- **Source document**

Well I guess the revenge is playing out their situation on a web bulletin board without their knowledge or consent.

@kmk are long solitary walks out of the question? A peaceful walk in the morning might help center you.

@Kmk, I don't have any advice but I did want to say: you are an awesome friend. Do something nice for yourself, you deserve it! (PS If I knew you and was there, I would take you out for the biggest margarita in sight and a long walk on the beach, not necessarily in that order.)

Woot said:

greenetree said:

I'm not saying that Kmk's family should have to put up with this or are evil if they don't. But I do think that those of you who are being really harsh & judgmental may be a bit over the top. Chances are that this couple just can't see it or truly doesn't know what to do.

Few things will screw up your head & judgment like a marriage falling apart. I would put this squarely in the, "if you haven't been there...." category.

It is possible to be compassionate and aggravated at the same time.


We'll said.

True but why do they have to give up a slice of their happiness to accommodate them? They are their friends, not their therapists. As friends, you can only do so much to smooth over the situation. Unless I'm reading the OP wrong, it sounds like a tense environment for all involved.

- **Exercise set**
a: Please rewrite the paragraph of the forum thread beginning "I'm not saying that Kmk's family" in shorter form, keeping its main points.
b: In the forum thread, what does one commenter suggest might help center Kmk?
The data after this point are separate from the forum thread.

- **Data block**

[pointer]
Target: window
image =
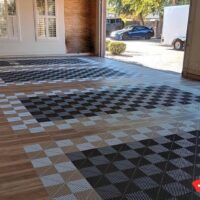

- **Answers to the tasks**
a: Kmk's family isn't obligated to tolerate this, and isn't evil if they don't. Still, the harshest, most judgmental comments may go too far, since the couple probably can't see the problem or doesn't know what to do.

b: A peaceful walk in the morning.